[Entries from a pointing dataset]
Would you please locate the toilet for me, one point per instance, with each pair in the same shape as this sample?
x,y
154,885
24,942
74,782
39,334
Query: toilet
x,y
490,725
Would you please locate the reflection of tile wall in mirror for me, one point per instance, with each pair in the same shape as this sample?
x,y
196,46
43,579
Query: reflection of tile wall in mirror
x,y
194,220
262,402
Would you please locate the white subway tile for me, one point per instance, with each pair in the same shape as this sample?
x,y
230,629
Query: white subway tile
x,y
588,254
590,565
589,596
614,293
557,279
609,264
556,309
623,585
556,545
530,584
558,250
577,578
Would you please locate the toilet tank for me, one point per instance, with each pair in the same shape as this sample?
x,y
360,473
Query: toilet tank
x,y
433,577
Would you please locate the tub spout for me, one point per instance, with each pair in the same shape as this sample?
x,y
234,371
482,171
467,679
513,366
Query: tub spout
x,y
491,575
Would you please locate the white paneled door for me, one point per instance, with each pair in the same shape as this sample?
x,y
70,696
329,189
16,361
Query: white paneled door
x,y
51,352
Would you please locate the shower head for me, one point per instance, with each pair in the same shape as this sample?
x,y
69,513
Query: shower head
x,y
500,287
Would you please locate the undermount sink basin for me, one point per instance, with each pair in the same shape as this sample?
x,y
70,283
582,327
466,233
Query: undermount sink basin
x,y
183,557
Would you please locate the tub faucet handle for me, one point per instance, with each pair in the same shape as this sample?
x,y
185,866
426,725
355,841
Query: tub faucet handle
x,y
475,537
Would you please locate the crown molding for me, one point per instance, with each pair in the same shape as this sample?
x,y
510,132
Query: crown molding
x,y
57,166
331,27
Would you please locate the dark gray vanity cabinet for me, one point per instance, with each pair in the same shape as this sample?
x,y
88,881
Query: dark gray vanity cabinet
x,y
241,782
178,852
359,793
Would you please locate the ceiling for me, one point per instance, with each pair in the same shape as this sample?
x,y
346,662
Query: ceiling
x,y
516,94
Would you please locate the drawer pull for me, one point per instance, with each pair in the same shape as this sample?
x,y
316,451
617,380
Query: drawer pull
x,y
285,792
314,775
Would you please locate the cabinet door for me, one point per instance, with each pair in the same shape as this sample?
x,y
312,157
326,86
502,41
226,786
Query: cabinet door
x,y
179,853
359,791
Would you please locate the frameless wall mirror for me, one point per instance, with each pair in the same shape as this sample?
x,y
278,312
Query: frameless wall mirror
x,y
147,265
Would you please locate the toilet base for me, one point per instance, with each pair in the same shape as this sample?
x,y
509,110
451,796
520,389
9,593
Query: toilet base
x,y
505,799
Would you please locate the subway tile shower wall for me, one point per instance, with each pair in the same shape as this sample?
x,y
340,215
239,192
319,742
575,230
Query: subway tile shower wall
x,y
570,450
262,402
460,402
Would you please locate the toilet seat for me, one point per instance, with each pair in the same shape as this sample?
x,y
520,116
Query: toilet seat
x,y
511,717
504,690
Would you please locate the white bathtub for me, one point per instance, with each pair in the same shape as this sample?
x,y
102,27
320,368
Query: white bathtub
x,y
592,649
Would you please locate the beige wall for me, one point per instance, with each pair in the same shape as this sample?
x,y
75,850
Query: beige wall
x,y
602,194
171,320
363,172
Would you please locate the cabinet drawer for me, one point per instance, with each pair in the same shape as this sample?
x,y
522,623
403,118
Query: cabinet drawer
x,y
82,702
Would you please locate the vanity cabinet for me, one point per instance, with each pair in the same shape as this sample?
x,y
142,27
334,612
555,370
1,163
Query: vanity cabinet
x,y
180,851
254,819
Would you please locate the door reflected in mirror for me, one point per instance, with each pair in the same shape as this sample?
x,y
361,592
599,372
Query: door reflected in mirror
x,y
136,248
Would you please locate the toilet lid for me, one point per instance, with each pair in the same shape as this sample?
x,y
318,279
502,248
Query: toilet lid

> Problem requirements
Please render every line of the records above as a numbered list, leaving out blank lines.

> Exercise answer
1. Would you please locate the toilet for me, one point per instance, with each pair in the same shape as this sample?
2. x,y
3. 154,885
4. 24,942
5. 74,782
6. 39,334
7. Query: toilet
8. x,y
9. 490,725
10. Would you please locate the reflection of tile wall in mirror for me, one point per instance, with each pair in the same shape as this sample?
11. x,y
12. 196,46
13. 43,579
14. Query: reflection of tile wall in mirror
15. x,y
16. 194,220
17. 262,402
18. Would you please locate the white subway tile for me, one point per instance, with each pair in the same shape as this sample?
19. x,y
20. 230,629
21. Query: white subway tile
22. x,y
23. 588,254
24. 590,565
25. 589,596
26. 614,293
27. 557,279
28. 609,264
29. 556,309
30. 623,585
31. 556,545
32. 530,584
33. 558,250
34. 577,578
35. Would you please locate the toilet tank for me, one point per instance, with each pair in the same shape as this sample?
36. x,y
37. 360,473
38. Query: toilet tank
39. x,y
40. 433,577
41. Would you please locate the tub spout for me, one point per instance, with each pair in the same shape as this sample?
42. x,y
43. 234,371
44. 482,171
45. 467,679
46. 513,366
47. Query: tub spout
48. x,y
49. 491,575
50. Would you please locate the white paneled door for me, one point per instance, with each pair in the same shape as this sample?
51. x,y
52. 70,696
53. 329,189
54. 16,361
55. Query: white paneled door
56. x,y
57. 51,352
58. Would you please locate the shower head for me, one point per instance, with each pair in the same shape as this sample?
59. x,y
60. 69,513
61. Query: shower head
62. x,y
63. 500,287
64. Would you please locate the undermount sink basin for me, one point per instance, with each pair in the same shape as this sample?
65. x,y
66. 70,283
67. 582,327
68. 466,233
69. Query: undermount sink basin
70. x,y
71. 183,557
72. Would you please locate the tub faucet handle for me, one point per instance, with each pair in the same shape as this sample?
73. x,y
74. 185,866
75. 426,725
76. 355,841
77. Query: tub faucet handle
78. x,y
79. 475,537
80. Would you please locate the crown molding for me, one point per instance, with each pair in the same shape as this sample?
81. x,y
82. 510,132
83. Query: crown molding
84. x,y
85. 57,166
86. 331,27
87. Would you please locate the dark gray vanity cabinet for me, one point per instance, with each pair in the same shape as this sample?
88. x,y
89. 88,881
90. Query: dark gray vanity cabinet
91. x,y
92. 241,782
93. 178,852
94. 359,793
95. Would you please locate the ceiling for me, one point per instance, with each pair in the same shape as this sample?
96. x,y
97. 346,662
98. Query: ceiling
99. x,y
100. 516,94
101. Would you please locate the drawer pull for me, one point per instance, with each pair in the same shape as this sample?
102. x,y
103. 316,451
104. 617,380
105. Query: drawer pull
106. x,y
107. 285,792
108. 314,775
109. Would you please locate the cabinet door for me, one point per instance, with each pair in the same shape as this sample?
110. x,y
111. 312,157
112. 326,86
113. 502,41
114. 226,786
115. Query: cabinet door
116. x,y
117. 179,853
118. 359,791
119. Would you please locate the frameless wall mirror for me, one point per instance, with each pair in the same shape as this sample?
120. x,y
121. 278,312
122. Query: frameless wall mirror
123. x,y
124. 147,265
125. Would you please locate the toilet base for me, one point per instance, with each pair in the same shape as this sample?
126. x,y
127. 509,110
128. 451,796
129. 520,389
130. 9,593
131. Query: toilet base
132. x,y
133. 505,799
134. Would you please locate the subway tile shower wall for me, one point per instance, with each pair in the same shape as this sample?
135. x,y
136. 340,215
137. 239,192
138. 319,742
139. 575,230
140. Query: subway tile shower wall
141. x,y
142. 570,450
143. 262,402
144. 460,402
145. Would you please locate the toilet seat for me, one point per instance, with each pair in the same shape as this sample?
146. x,y
147. 520,116
148. Query: toilet seat
149. x,y
150. 511,717
151. 504,690
152. Would you please locate the white bathtub for me, one point per instance, with each pair in the same shape as this sample?
153. x,y
154. 102,27
155. 320,368
156. Query: white bathtub
157. x,y
158. 592,649
159. Would you please locate the beige wall for me, one point per instance, with each pair in the same shape as this sample?
160. x,y
161. 75,850
162. Query: beige wall
163. x,y
164. 602,194
165. 171,320
166. 363,172
167. Would you please locate the cabinet drawer for me, one point per instance, with each pair in the same shape as this sample?
168. x,y
169. 522,623
170. 403,118
171. Query: cabinet drawer
172. x,y
173. 82,702
174. Would you please locate the vanity cabinet for me, one point per instance, with each pair in the same shape as this sample?
175. x,y
176. 142,27
177. 334,612
178. 555,370
179. 1,163
180. Query: vanity cabinet
181. x,y
182. 180,851
183. 254,819
184. Would you please locate the door reflected in mirror for me, one point per instance, with each pair in the same shape as this sample?
185. x,y
186. 361,592
187. 599,372
188. Query: door reflected in mirror
189. x,y
190. 136,248
191. Would you please locate the toilet lid for me, one point per instance, with each pair in the same shape as this sample?
192. x,y
193. 318,279
194. 502,248
195. Query: toilet lid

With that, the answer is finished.